TASK GOAL =>
Decide whether each statement below agrees with the discussion of open alternatives to ChatGPT, answering yes or no and quoting the words of the discussion that decide it. 1. One commenter credits ChatGPT's performance mainly to the size of its model. 2. The author of the repository claims to have been the first to work on RLHF. 3. One commenter calls the computing bill around large language models extraordinary.

READING PASSAGE =>
.....
Saw this on here the other day. Uses BLOOM. Not as good as chatGPT, but it's something

http://chat.petals.ml/


Closest you can get is probably with Google T5-Flan [1].

It is not the size of the model or the text it was trained on that makes ChatGPT so performant. It is the additional human assisted training to make it respond well to instructions. Open source versions of that are just starting to see the light of day [2].

[1] https://huggingface.co/google/flan-t5-xxl

[2] https://github.com/lucidrains/PaLM-rlhf-pytorch


From, [2]:

” This repository has gone viral without my permission. Next time, if you are promoting my unfinished repositories (notice the work in progress flag) for twitter engagement or eyeballs, at least (1) do your research or (2) be totally transparent with your readers about the capacity of the repository without resorting to clickbait. (1) I was not the first, CarperAI had been working on RLHF months before, link below. (2) There is no trained model. This is just the ship and overall map. We still need millions of dollars of compute + data to sail to the correct point in high dimensional parameter space. Even then, you need professional sailors (like Robin Rombach of Stable Diffusion fame) to actually guide the ship through turbulent times to that point.”

[p.s. ^ was just fyi/heads-up + https://github.com/CarperAI]


> This repository has gone viral without my permission

That's a bizarre thing to write for a public repository


I didn't know I needed permission when sharing things that I find publicly online. They should use a private repo and try to be more polite when making demands.


We really need this, because if it's only the absolute economic elite that will have access to this 99.9999% of people are going to be dominated, psyopped, outworked, censored and drowned in noise whether on the "left" or "right" for ultimate AI centrism aka. bootlicker discourse.

A free for all will still result in a dizzying paradigm shift though, but there is no alternative. Like Guttenberg but exponentially faster - locality will become central, "corny pop culture hacker dungeons" / hackspaces could become important as no one will know whats real and only locally controlled compute and algo power is to be trusted.


The software seems fairly open.

The computing bill around large language models is extraordinary (hence MSFT Azure being a strategic partner).


It is quite outrageous that despite the fact that nearly the entire tech world is built on FOSS, Open Source still doesn't get the recognition it deserves from governments.


Despite its recognition in techie circles open source is largely unknown in both corporate and government environments and there is probably a significant operational gap to overcome as these entities have very rigid rules of engagement.
.....
INFORMATION PROVIDED =>
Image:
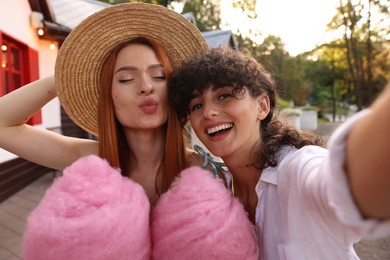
.....
EXERCISE OUTPUT =>
1. No: "It is not the size of the model or the text it was trained on that makes ChatGPT so performant."
2. No: "I was not the first, CarperAI had been working on RLHF months before"
3. Yes: "The computing bill around large language models is extraordinary"